PASSAGE Block Start
AI advancements in healthcare by Oscar Health

From: redpointai

Oscar Health, a $3 billion public health insurance company, has been at the forefront of innovating in healthcare technology for the past decade [00:00:18]. As both an insurer and a care provider, Oscar Health is actively experimenting with models like GPT-4 in various healthcare contexts [00:00:31]. They were among the first to gain regulatory approval from OpenAI to work in healthcare [00:00:38].

The Future of AI in Healthcare

Mario Schaer, CTO and co-founder of Oscar Health, believes that large language models (LLMs) are exceptionally good at translating between informal and formal language [00:01:40]. Healthcare, uniquely, possesses an abundance of both: highly formalized language (e.g., ICD-10 codes, CPT codes, utilization management guidelines) and highly human, informal language (e.g., conversations between providers and patients, electronic medical record notes) [00:02:02]. This capability of LLMs can bridge the gap that traditional algorithmic approaches have historically struggled with in healthcare [00:02:25].

Schaer anticipates that the next five years of healthcare will see administrative processes become real-time, bidirectional, and more transparent, driven by LLM capabilities [00:03:51]. This would allow patients to know costs upfront, understand alternatives, and avoid issues like denied claims or authorization delays [00:04:06]. Longer term, the goal is to replace caregiver and clinical intelligence with machine intelligence, significantly reducing costs and replacing specialists with AI [00:04:30].

Oscar Health’s AI Implementation

Oscar Health sequences its AI implementation, prioritizing administrative use cases before clinical ones [00:05:06]. Currently, three out of their top four use cases are administrative, with one clinical [00:05:11].

Oscar Health’s financial outcomes are driven by three main levers [00:10:24]:

Growth and Retention: Improving member acquisition and retention [00:10:36].
Operational Efficiency: Streamlining administrative processes [00:10:46].
Clinical Cost Reduction and Outcome Improvement: Directly impacting medical costs and patient health [00:10:52].

Key Use Cases and Applications

Retention Campaigns: Oscar Health utilizes LLMs to personalize outbound campaigns during the annual six-week re-enrollment period [00:13:08]. This involves reminding members of beneficial services like colorectal cancer screenings, with messaging tailored to specific demographics (e.g., Asian-Americans) [00:14:07]. They also differentiate messaging for chronically ill members (emphasizing convenience) versus generally healthy members (emphasizing empathy) [00:14:51].
PASSAGE Block End
AVAILABLE DATA Block Start
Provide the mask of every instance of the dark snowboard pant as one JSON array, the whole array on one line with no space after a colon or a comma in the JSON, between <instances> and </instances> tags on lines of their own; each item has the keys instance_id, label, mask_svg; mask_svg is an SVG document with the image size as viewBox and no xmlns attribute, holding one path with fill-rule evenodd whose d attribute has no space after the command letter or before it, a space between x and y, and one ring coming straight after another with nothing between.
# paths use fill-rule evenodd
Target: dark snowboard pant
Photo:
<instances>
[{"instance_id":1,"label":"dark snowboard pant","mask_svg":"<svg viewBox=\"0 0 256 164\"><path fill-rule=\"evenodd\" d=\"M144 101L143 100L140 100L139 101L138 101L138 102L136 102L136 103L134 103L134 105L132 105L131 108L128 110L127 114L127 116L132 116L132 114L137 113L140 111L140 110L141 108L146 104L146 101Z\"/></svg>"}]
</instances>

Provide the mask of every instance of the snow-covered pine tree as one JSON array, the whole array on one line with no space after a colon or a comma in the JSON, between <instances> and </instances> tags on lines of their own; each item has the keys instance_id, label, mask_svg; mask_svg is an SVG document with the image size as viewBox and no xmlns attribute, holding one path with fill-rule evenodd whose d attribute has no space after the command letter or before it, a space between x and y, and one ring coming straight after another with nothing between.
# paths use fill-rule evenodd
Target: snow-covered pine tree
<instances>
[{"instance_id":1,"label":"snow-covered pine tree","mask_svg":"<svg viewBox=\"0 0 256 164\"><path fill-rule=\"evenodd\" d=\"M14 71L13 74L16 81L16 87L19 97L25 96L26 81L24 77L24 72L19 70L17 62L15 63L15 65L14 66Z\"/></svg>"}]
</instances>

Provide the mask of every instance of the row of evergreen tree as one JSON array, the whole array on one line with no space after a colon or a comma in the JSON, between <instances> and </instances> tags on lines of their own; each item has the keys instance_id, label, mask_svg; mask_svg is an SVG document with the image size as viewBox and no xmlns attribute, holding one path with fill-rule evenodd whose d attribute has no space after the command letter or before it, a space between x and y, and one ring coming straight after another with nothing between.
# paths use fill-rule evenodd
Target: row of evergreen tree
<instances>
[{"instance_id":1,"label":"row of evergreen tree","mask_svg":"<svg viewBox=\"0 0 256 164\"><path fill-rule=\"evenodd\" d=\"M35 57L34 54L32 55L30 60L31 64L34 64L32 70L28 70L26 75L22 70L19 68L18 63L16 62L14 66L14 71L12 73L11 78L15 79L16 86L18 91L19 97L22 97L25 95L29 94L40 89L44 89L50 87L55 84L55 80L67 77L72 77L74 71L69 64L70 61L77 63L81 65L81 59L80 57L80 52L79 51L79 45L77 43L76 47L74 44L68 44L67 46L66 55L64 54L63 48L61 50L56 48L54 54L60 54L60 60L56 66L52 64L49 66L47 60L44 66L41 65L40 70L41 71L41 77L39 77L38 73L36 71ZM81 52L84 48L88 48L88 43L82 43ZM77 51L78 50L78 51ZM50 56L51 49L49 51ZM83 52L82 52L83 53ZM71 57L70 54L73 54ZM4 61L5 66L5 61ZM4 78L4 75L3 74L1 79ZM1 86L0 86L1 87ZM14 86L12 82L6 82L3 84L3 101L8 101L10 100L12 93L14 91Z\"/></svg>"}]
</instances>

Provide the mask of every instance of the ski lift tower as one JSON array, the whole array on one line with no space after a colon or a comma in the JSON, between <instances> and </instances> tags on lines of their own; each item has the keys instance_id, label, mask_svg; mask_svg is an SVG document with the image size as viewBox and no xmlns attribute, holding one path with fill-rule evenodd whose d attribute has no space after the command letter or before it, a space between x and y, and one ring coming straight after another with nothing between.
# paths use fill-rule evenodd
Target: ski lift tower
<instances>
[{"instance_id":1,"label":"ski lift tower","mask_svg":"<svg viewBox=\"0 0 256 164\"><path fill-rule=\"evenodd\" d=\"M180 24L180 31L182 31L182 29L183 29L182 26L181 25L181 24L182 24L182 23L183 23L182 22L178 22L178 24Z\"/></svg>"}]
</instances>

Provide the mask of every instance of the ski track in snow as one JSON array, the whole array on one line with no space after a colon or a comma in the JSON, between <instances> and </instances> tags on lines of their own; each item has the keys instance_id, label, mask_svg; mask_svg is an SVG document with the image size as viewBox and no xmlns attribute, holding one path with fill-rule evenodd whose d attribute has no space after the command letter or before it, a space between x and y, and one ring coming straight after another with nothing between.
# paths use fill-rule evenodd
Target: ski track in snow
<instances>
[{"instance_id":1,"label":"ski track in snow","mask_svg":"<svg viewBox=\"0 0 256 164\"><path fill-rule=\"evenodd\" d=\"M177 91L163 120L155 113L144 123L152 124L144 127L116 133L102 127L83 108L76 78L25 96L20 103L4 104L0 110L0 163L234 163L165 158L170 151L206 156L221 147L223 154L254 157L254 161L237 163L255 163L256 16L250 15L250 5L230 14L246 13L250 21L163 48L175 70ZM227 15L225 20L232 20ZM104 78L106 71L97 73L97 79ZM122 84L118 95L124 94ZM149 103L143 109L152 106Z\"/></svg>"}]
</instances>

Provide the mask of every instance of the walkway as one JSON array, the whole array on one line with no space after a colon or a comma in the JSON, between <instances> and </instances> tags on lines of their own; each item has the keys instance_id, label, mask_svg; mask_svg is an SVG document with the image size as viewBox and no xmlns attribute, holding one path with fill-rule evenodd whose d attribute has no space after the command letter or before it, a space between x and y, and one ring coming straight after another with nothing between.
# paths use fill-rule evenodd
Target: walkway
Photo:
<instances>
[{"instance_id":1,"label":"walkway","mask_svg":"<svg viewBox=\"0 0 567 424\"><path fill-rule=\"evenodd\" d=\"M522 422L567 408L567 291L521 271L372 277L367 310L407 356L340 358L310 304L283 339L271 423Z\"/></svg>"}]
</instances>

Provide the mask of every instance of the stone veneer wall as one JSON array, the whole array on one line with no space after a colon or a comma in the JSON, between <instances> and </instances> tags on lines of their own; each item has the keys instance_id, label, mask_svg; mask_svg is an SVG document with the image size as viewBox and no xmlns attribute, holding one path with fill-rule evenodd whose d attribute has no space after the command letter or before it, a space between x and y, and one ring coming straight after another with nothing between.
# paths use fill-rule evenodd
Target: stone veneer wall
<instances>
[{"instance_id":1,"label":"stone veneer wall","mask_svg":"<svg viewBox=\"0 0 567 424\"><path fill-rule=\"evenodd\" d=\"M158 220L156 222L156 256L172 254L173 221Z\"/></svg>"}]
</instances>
AVAILABLE DATA Block End
GOAL OF THE EXERCISE — Please return, word for word, the part of the Oscar Health text that begins at the words "Oscar Health sequences" and stops after "patient health [00:10:52].".

EXPECTED ANSWER —
Oscar Health sequences its AI implementation, prioritizing administrative use cases before clinical ones [00:05:06]. Currently, three out of their top four use cases are administrative, with one clinical [00:05:11].

Oscar Health’s financial outcomes are driven by three main levers [00:10:24]:

Growth and Retention: Improving member acquisition and retention [00:10:36].
Operational Efficiency: Streamlining administrative processes [00:10:46].
Clinical Cost Reduction and Outcome Improvement: Directly impacting medical costs and patient health [00:10:52].